■ CONSIGNES:
a) Répondez aux questions suivantes d'après l'extrait sur la mesure des réseaux.
(i) Quel groupe de travail de l'IETF spécifie les mesures portant sur des paramètres techniques normalisés ?
(ii) Quelle grandeur proche du vécu de l'utilisateur l'extrait donne-t-il en exemple ?
(iii) Pourquoi les publicités ciblées rendent-elles toute comparaison impossible ?
b) Prolongez l'extrait sur la mesure des réseaux à partir de sa dernière phrase.

===== EXTRAIT

Les requêtes offrent encore plus de variabilité. Elles peuvent porter sur des paramètres techniques bien définis et normalisés (comme la latence, c’est-à-dire le temps d’aller-retour, ou comme la capacité maximale du réseau, le nombre de bits qu’on peut faire passer par seconde) et elles sont alors rigoureuses, et spécifiées dans des documents comme les RFC du groupe de travail IPPM (IP Performance Metrics) de l’IETF. Ou bien les mesures peuvent porter sur des grandeurs qui sont plus proches du vécu de l’utilisateur, comme le temps de chargement d’une page Web. Elles sont alors plus compréhensibles par le non technicien mais beaucoup moins précises et moins rigoureuses dans leur définition.
Un exemple d’une discussion qui a bien agité le comité technique : faut-il retirer le temps de chargement des publicités ? D’un côté, elles sont présentes et contribuent donc à l’expérience utilisateur. De l’autre, on peut estimer, au nom d’un jugement de valeur, qu’elles ne font pas réellement partie de la page. Pour compliquer ce débat, on peut aussi noter que les publicités sont souvent ciblées, c’est-à-dire qu’elles varient selon le destinataire, rendant ainsi impossible toute comparaison.

==========
===== DONNÉES FOURNIES

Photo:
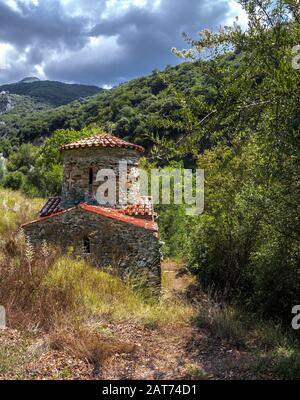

==========

■ RÉPONSES DANS L'ORDRE:
a)
(i) Le groupe de travail IPPM (IP Performance Metrics).
(ii) Le temps de chargement d'une page Web.
(iii) Parce qu'elles varient selon le destinataire.

b)
Quant aux mires, on peut se demander si elles doivent être situées sur le réseau du FAI qu’on mesure (qui est la seule partie de l’Internet qu’il contrôle totalement) ou bien en dehors (la qualité de l’interconnexion avec les autres réseaux est un élement essentiel dans les performances).
(Au passage, depuis le début du travail sur ce projet, le RIPE-NCC a déployé le réseau des Ancres Atlas – l’Afnic a été la deuxième organisation au monde à en héberger une, réseau qui fournit un ensemble de mires neutres, au service des sondes Atlas mais aussi d’autres mesureurs.)
En conclusion, le point important est que ces mesures existent, qu’elles pourront être améliorées, et qu’en attendant, elles fournissent déjà beaucoup de données sur lesquelles travailler. (Les données brutes sont disponibles.)